**GIVEN TASK**
Restate the entire listing word for word.
==== INPUT ROWS ====
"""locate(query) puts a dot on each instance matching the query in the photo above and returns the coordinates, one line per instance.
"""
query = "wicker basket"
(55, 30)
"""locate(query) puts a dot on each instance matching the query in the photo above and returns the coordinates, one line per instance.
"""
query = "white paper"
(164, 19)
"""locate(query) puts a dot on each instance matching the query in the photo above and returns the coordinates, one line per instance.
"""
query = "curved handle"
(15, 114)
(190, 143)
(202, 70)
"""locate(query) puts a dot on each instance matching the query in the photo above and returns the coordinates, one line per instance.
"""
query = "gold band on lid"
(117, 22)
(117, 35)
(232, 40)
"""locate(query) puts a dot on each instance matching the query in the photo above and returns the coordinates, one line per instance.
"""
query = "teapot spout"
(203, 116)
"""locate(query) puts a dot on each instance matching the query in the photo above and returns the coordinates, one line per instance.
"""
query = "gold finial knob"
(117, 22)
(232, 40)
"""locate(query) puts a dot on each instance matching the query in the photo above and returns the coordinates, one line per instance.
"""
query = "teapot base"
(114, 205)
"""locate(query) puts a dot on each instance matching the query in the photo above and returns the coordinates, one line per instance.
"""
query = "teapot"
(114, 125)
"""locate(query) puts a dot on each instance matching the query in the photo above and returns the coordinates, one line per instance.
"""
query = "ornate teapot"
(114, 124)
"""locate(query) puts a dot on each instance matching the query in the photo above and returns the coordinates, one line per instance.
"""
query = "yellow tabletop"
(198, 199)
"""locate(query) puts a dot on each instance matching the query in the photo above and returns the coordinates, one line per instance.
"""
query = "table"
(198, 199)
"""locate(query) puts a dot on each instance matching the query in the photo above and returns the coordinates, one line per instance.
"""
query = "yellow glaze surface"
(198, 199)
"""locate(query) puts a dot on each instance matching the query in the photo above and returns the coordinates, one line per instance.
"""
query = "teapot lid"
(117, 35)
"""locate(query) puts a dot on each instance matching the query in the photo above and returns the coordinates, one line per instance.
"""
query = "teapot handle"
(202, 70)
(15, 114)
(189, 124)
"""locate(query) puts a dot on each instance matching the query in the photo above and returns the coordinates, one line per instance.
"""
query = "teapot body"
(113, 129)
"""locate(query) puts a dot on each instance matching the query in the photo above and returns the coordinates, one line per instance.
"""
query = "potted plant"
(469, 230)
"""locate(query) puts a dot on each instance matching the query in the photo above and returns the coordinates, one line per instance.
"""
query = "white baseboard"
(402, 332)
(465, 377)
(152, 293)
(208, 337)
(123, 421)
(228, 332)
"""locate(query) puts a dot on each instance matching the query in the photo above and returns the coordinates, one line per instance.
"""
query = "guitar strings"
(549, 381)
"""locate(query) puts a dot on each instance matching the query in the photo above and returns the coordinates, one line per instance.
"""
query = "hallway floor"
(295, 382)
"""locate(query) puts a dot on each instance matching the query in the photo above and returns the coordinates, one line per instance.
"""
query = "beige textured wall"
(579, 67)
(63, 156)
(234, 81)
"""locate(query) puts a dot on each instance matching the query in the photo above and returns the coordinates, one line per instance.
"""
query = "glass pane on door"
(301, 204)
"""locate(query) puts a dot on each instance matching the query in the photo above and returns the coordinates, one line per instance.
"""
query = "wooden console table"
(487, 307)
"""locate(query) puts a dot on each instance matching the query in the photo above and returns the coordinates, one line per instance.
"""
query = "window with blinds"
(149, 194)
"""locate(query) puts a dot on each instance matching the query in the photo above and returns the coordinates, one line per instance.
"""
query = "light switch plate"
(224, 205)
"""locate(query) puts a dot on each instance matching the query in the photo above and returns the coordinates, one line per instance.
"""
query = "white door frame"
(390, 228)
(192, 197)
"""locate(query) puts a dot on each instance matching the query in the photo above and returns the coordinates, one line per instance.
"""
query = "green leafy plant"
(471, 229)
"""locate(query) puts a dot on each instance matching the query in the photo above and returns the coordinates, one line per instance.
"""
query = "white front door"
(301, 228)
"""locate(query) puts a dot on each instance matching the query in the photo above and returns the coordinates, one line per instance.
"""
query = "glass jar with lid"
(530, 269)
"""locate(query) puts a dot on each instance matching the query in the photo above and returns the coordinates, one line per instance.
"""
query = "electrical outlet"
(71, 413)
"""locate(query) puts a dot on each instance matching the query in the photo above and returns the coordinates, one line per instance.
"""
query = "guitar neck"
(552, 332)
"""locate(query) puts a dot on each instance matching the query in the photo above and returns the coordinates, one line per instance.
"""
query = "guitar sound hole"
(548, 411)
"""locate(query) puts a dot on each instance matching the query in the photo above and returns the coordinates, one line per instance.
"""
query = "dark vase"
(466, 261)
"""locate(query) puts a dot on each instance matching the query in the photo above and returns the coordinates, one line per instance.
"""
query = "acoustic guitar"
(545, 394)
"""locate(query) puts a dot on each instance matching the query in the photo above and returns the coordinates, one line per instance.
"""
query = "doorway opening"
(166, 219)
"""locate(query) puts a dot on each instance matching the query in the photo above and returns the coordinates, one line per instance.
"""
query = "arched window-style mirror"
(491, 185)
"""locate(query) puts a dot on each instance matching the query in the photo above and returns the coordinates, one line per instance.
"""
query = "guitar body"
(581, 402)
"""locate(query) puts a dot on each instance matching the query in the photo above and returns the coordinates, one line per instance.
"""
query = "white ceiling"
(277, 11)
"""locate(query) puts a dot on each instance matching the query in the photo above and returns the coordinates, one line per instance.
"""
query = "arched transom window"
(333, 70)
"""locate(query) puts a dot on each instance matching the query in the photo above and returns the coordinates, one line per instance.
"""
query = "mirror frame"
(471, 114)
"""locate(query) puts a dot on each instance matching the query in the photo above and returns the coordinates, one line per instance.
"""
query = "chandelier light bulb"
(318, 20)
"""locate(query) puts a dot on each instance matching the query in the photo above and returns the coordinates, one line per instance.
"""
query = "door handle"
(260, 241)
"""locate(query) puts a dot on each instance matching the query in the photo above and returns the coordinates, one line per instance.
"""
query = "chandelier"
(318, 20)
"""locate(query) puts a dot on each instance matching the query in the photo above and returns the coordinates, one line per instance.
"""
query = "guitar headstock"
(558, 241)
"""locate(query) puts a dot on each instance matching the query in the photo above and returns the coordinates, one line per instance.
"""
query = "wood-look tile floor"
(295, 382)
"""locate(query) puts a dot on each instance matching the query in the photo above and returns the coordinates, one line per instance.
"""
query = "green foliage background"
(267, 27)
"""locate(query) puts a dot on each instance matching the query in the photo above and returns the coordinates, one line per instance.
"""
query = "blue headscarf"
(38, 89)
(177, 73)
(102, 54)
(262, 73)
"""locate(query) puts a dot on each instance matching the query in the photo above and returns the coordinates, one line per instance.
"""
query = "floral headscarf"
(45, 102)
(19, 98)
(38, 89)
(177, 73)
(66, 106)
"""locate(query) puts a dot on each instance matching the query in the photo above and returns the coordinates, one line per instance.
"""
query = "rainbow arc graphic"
====
**SOLUTION TO THE PROBLEM**
"""locate(query) puts a dot on each instance matching the query in the photo above and returns the coordinates, one line per instance.
"""
query = "wicker basket"
(55, 30)
"""locate(query) puts a dot on each instance matching the query in the photo above and returns the coordinates, one line per instance.
"""
query = "white paper"
(164, 19)
"""locate(query) puts a dot on each instance matching the query in the photo above and returns the coordinates, one line per instance.
"""
query = "curved handle"
(15, 114)
(190, 143)
(202, 70)
"""locate(query) puts a dot on each instance matching the query in the photo above and returns the coordinates, one line per instance.
"""
query = "gold band on lid"
(117, 22)
(117, 35)
(232, 40)
"""locate(query) puts a dot on each instance matching the query in the photo above and returns the coordinates, one line per instance.
"""
query = "teapot spout"
(203, 116)
"""locate(query) puts a dot on each instance matching the query in the photo above and returns the coordinates, one line per instance.
"""
query = "gold finial knob"
(117, 22)
(232, 40)
"""locate(query) puts a dot on each instance matching the query in the photo above and returns the coordinates, one line per instance.
"""
query = "teapot base"
(114, 205)
"""locate(query) puts a dot on each instance matching the query in the photo above and returns the coordinates, one line per instance.
"""
query = "teapot"
(114, 125)
"""locate(query) puts a dot on each instance matching the query in the photo above and returns the coordinates, one line per instance.
"""
query = "ornate teapot"
(114, 124)
"""locate(query) puts a dot on each instance matching the query in the photo above and returns the coordinates, one line per instance.
"""
query = "yellow tabletop"
(198, 199)
"""locate(query) puts a dot on each instance matching the query in the photo above and returns the coordinates, one line per instance.
"""
query = "table"
(198, 199)
"""locate(query) puts a dot on each instance matching the query in the photo above and returns the coordinates, one line per instance.
"""
query = "yellow glaze surface"
(198, 199)
"""locate(query) puts a dot on each instance matching the query in the photo above and returns the coordinates, one line per instance.
"""
query = "teapot lid"
(117, 35)
"""locate(query) puts a dot on each instance matching the query in the photo above and returns the coordinates, one line per instance.
"""
query = "teapot handle"
(202, 70)
(15, 114)
(189, 124)
"""locate(query) puts a dot on each instance matching the query in the photo above and returns the coordinates, one line per instance.
"""
query = "teapot body"
(113, 129)
"""locate(query) puts a dot on each instance matching the query in the photo above and returns the coordinates, one line per instance.
"""
query = "potted plant"
(469, 230)
"""locate(query) puts a dot on each instance matching the query in the photo above and returns the coordinates, one line per instance.
"""
query = "white baseboard"
(402, 332)
(465, 377)
(152, 293)
(208, 337)
(123, 421)
(228, 332)
"""locate(query) puts a dot on each instance matching the query in the photo above and returns the coordinates, one line per instance.
"""
query = "guitar strings"
(549, 381)
"""locate(query) puts a dot on each instance matching the query in the photo above and returns the coordinates, one line per instance.
"""
query = "hallway floor"
(295, 382)
"""locate(query) puts a dot on each instance matching the query in the photo above and returns the coordinates, one line per instance.
"""
query = "beige textured wall"
(579, 67)
(63, 156)
(234, 81)
"""locate(query) puts a dot on each instance matching the query in the photo above and returns the coordinates, one line per instance.
"""
query = "glass pane on door"
(301, 204)
"""locate(query) puts a dot on each instance matching the query in the photo above and returns the coordinates, one line per instance.
"""
query = "wooden console table"
(487, 307)
"""locate(query) puts a dot on each instance matching the query in the photo above and returns the coordinates, one line per instance.
"""
query = "window with blinds"
(149, 194)
"""locate(query) puts a dot on each instance matching the query in the photo above and returns the coordinates, one line per instance.
"""
query = "light switch plate"
(224, 205)
"""locate(query) puts a dot on each instance matching the query in the photo above and returns the coordinates, one line per instance.
"""
query = "white door frame"
(390, 228)
(192, 197)
"""locate(query) puts a dot on each instance matching the query in the photo above and returns the coordinates, one line per instance.
"""
query = "green leafy plant"
(471, 229)
"""locate(query) puts a dot on each instance matching the query in the photo above and returns the coordinates, one line per instance.
"""
query = "white front door"
(301, 228)
"""locate(query) puts a dot on each instance matching the query in the photo above and returns the coordinates, one line per instance.
"""
query = "glass jar with lid"
(530, 269)
"""locate(query) puts a dot on each instance matching the query in the photo above and returns the coordinates, one line per instance.
"""
query = "electrical outlet"
(71, 413)
"""locate(query) puts a dot on each instance matching the query in the photo above and returns the coordinates, one line per instance.
"""
query = "guitar neck"
(552, 332)
"""locate(query) puts a dot on each instance matching the query in the photo above and returns the coordinates, one line per instance.
"""
query = "guitar sound hole"
(548, 411)
"""locate(query) puts a dot on each instance matching the query in the photo above and returns the coordinates, one line per instance.
"""
query = "dark vase"
(466, 261)
"""locate(query) puts a dot on each instance matching the query in the photo above and returns the coordinates, one line per instance.
"""
query = "acoustic guitar"
(545, 394)
"""locate(query) puts a dot on each instance matching the query in the photo above and returns the coordinates, one line per instance.
"""
query = "doorway opening"
(166, 219)
"""locate(query) puts a dot on each instance matching the query in the photo above and returns the coordinates, one line per instance.
"""
query = "arched window-style mirror"
(491, 185)
"""locate(query) puts a dot on each instance matching the query in the photo above and returns the coordinates, one line per instance.
"""
query = "guitar body"
(581, 402)
"""locate(query) puts a dot on each instance matching the query in the photo above and returns the coordinates, one line per instance.
"""
query = "white ceiling"
(277, 11)
"""locate(query) puts a dot on each instance matching the query in the photo above and returns the coordinates, one line per instance.
"""
query = "arched transom window"
(333, 70)
"""locate(query) puts a dot on each instance matching the query in the photo above and returns the coordinates, one line per instance.
"""
query = "mirror frame"
(471, 114)
"""locate(query) puts a dot on each instance matching the query in the photo above and returns the coordinates, one line per instance.
"""
query = "chandelier light bulb"
(318, 20)
"""locate(query) puts a dot on each instance matching the query in the photo above and returns the coordinates, one line per instance.
"""
query = "door handle"
(260, 241)
"""locate(query) puts a dot on each instance matching the query in the photo above and returns the coordinates, one line per instance.
"""
query = "chandelier"
(318, 20)
"""locate(query) puts a dot on each instance matching the query in the photo above and returns the coordinates, one line per instance.
"""
query = "guitar headstock"
(558, 241)
"""locate(query) puts a dot on each instance matching the query in the photo above and returns the coordinates, one line per instance.
"""
query = "wood-look tile floor"
(295, 382)
"""locate(query) puts a dot on each instance matching the query in the photo above and returns the coordinates, one line per instance.
"""
query = "green foliage background"
(267, 27)
"""locate(query) puts a dot on each instance matching the query in the photo above and returns the coordinates, one line per instance.
"""
query = "blue headscarf"
(38, 89)
(177, 73)
(102, 54)
(262, 73)
"""locate(query) puts a dot on each instance matching the query in the photo above and returns the coordinates, one line per instance.
"""
query = "floral headscarf"
(45, 102)
(19, 98)
(38, 89)
(177, 73)
(66, 106)
"""locate(query) puts a dot on each instance matching the query in the photo above and returns the coordinates, one line per instance.
"""
query = "rainbow arc graphic"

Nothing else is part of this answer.